• **Request 1**:
Answer these questions about the CMNN tutorial:
(a) On what date was it last successfully run?
(b) What does CMNN stand for?
(c) Which configuration parameter, when set to True in CMNNInformer, replaces non-detected magnitudes?
• **Request 2**: Rewrite the CMNN tutorial from "Last Successfully Run: September" to "on the algorithm.", using "directory" in place of "folder".

• **Provided text**:
------------------------------------

RAIL CMNN Tutorial Notebook

Author: Sam Schmidt

Last Successfully Run: September 26, 2023

Note: If you’re planning to run this in a notebook, you may want to use interactive mode instead. See CMNN.ipynb in the interactive_examples/estimation_examples/ folder for a version of this notebook in interactive mode.

This is a notebook demonstrating some of the features of the LSSTDESC RAIL version of the CMNN estimator, see Graham et al. (2018) for more details on the algorithm.

CMNN stands for color-matched nearest-neighbor, and as this name implies, the method works by finding the Mahalanobis distance between each test galaxy and the training galaxies, and selecting one of those “nearby” in color space as the redshift estimate. The algorithm also estimates the “width” of the resulting PDF based on the standard deviation of this nearby set and returns a single Gaussian with a mean and width defined as such.

The current version of the code consists of a training stage, CMNNInformer, that computes colors for a set of training data and an estimation stage CMNNEstimator that calculates the Mahalanobis distance to each training galaxy for each test galaxy and returns a single Guassian PDF for each galaxy. The mean value of this Gaussian PDF can be estimated in one of three ways (see selection mode below), and the width is determined by the standard deviation of training galaxy redshifts within the threshold Mahalanobis distance. Future implementation improvements may change the output format to include multiple Gaussians.

For the color calculation, there is an option for how to treat the “non-detections” in a band: the default choice is to ignore any colors that contain a non-detect magnitude and adjust the number of degrees of freedom in the Mahalanobis distance accordingly (this is how the CMNN algorithm was originally implemented). Or, if the configuration parameter nondetect_replace is set to True in CMNNInformer, the non-detected magnitudes will be replaced with the 1-sigma limiting magnitude in each band as supplied by the user via the mag_limits configuration parameter (or by the default 1-sigma limits if the user does not supply specific numbers). We have not done any exploration of the relative performance of these two choices, but note that there is not a significant performance difference in terms of runtime between the two methods.

------------------------------------

Region labeling items:
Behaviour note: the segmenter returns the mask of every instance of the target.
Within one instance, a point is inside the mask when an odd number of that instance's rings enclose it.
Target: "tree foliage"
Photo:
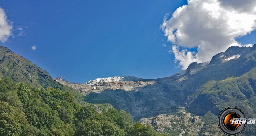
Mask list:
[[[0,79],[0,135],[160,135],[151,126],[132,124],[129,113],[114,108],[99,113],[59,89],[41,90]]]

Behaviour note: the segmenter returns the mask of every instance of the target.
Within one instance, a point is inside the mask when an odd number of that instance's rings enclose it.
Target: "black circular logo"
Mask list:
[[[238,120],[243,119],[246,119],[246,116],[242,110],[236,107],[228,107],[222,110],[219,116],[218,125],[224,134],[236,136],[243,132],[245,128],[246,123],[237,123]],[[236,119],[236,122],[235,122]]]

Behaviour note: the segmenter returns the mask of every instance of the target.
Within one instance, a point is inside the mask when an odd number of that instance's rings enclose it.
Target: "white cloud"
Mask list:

------------------------------------

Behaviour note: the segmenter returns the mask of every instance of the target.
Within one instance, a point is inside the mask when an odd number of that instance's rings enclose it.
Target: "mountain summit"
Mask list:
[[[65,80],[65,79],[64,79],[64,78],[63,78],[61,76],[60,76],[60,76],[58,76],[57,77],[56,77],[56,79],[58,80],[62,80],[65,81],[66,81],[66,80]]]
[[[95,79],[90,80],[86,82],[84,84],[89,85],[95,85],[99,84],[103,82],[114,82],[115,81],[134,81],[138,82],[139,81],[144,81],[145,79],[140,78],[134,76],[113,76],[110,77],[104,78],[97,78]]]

------------------------------------

• **Exercise output 1**:
(a) September 26, 2023
(b) Color-matched nearest-neighbor
(c) nondetect_replace

• **Exercise output 2**:
Last Successfully Run: September 26, 2023

Note: If you’re planning to run this in a notebook, you may want to use interactive mode instead. See CMNN.ipynb in the interactive_examples/estimation_examples/ directory for a version of this notebook in interactive mode.

This is a notebook demonstrating some of the features of the LSSTDESC RAIL version of the CMNN estimator, see Graham et al. (2018) for more details on the algorithm.